Task brief
Take the entries that follow and return exactly the lines from the one holding "<item>row of lavender</item>" through the one holding "<item>distant hill</item> ->", both included. Nothing else is needed.

◆ ◆ ◆ ◆ ◆ ◆ ◆

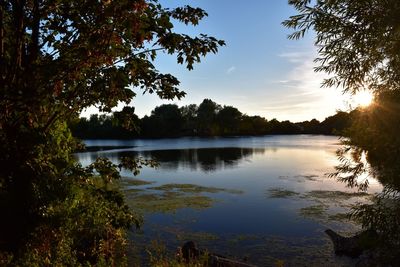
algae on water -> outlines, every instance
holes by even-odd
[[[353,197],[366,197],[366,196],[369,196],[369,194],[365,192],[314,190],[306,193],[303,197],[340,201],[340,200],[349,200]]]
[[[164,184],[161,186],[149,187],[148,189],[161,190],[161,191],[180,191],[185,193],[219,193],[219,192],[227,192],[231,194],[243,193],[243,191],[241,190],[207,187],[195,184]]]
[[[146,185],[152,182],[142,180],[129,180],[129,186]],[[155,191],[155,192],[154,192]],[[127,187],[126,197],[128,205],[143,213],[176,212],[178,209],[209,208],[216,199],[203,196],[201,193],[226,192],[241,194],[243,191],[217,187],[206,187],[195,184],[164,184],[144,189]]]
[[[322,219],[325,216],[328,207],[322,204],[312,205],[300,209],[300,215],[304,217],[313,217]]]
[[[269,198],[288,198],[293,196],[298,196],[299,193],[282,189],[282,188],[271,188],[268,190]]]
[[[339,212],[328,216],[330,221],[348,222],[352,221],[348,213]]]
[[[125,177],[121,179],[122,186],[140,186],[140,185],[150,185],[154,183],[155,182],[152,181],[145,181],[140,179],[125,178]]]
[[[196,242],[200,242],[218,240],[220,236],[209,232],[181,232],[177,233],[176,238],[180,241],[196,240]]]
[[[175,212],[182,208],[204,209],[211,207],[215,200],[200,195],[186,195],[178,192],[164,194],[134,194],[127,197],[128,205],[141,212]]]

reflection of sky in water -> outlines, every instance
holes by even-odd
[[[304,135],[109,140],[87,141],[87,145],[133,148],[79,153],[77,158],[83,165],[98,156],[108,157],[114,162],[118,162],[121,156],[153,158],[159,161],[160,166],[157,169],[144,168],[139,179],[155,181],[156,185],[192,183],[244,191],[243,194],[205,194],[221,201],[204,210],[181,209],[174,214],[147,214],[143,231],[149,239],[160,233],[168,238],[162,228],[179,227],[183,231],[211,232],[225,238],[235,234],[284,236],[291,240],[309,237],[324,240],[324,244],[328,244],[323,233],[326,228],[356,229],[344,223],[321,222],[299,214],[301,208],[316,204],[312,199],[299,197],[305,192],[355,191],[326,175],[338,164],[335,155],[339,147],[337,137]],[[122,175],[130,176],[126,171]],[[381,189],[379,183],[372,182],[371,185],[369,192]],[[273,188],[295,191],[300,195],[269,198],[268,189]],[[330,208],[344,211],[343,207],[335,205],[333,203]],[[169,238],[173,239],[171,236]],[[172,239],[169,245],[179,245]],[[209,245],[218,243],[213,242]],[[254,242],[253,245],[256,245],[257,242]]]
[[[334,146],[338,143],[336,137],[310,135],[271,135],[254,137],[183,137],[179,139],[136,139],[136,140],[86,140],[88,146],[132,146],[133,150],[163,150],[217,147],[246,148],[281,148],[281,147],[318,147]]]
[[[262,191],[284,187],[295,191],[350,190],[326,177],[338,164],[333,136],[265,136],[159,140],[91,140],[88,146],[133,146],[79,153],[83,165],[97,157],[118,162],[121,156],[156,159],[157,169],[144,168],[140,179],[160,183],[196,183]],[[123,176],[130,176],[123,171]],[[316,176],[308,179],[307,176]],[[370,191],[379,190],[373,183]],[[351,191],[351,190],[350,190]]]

◆ ◆ ◆ ◆ ◆ ◆ ◆

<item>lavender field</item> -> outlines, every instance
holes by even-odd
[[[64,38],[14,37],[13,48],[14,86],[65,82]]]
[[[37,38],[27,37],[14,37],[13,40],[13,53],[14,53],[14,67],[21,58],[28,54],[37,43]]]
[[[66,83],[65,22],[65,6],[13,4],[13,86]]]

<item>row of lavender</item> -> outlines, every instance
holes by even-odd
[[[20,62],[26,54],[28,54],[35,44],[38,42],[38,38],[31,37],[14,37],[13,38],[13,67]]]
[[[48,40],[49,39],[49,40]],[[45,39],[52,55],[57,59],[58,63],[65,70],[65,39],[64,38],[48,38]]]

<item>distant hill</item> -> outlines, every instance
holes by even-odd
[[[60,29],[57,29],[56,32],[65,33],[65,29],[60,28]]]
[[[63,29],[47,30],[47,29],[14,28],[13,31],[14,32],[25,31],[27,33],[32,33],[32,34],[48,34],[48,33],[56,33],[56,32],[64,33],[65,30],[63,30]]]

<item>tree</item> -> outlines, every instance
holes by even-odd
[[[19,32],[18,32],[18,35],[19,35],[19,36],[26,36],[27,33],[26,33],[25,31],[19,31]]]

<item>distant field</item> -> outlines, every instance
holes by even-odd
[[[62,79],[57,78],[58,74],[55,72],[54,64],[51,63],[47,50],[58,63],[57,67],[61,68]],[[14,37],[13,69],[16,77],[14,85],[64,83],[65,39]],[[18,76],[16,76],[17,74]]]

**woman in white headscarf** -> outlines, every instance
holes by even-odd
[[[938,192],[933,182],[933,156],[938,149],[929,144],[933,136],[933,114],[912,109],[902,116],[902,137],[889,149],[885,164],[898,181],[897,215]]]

◆ ◆ ◆ ◆ ◆ ◆ ◆

Result
<item>row of lavender</item> -> outlines, every instance
holes by even-odd
[[[20,62],[26,54],[28,54],[35,44],[38,42],[38,38],[31,37],[14,37],[13,38],[13,67]]]
[[[48,40],[49,39],[49,40]],[[45,39],[52,55],[57,59],[58,63],[65,70],[65,39],[64,38],[48,38]]]

<item>distant hill</item> -> outlines, every instance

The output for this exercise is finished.